* WRITTEN REQUEST:
Rewrite the lines below, replacing every "black dog" with "white horse" and leaving everything else unchanged.

* RECORDS FOR THIS EXERCISE:
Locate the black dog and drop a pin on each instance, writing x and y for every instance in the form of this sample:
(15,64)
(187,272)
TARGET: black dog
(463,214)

* WRITTEN REPLY:
Locate the white horse and drop a pin on each instance, writing x and y for every instance in the form of this sample:
(15,64)
(187,272)
TARGET: white horse
(463,214)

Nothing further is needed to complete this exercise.